* [Requirement]:
Retype every line of the items below verbatim, excluding the pictures from your output.

[A data block]
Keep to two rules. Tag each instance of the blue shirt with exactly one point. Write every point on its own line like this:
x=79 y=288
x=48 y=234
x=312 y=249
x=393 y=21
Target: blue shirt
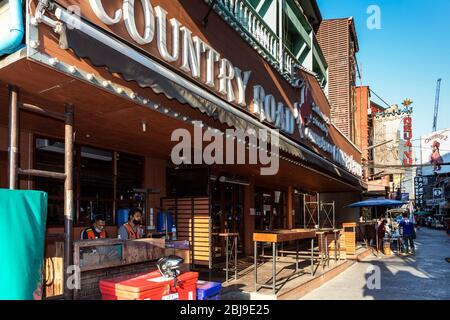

* [Right answer]:
Keep to two rules. Tag each instance of the blue shirt with exactly one point. Write every point on its own line like this:
x=79 y=288
x=48 y=234
x=312 y=249
x=393 y=21
Target: blue shirt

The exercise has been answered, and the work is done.